TASK PROMPT: Report how many lines in the records below contain the word "tent". Give only the number.
== DATA FOR REVIEW ==
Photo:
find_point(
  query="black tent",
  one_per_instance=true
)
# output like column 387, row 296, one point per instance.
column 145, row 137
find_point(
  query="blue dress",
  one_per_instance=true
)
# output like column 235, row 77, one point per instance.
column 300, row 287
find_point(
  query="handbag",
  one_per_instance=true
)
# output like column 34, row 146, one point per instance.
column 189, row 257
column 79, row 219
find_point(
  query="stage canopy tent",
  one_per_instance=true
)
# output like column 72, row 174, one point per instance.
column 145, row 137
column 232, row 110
===
TASK RESULT: 2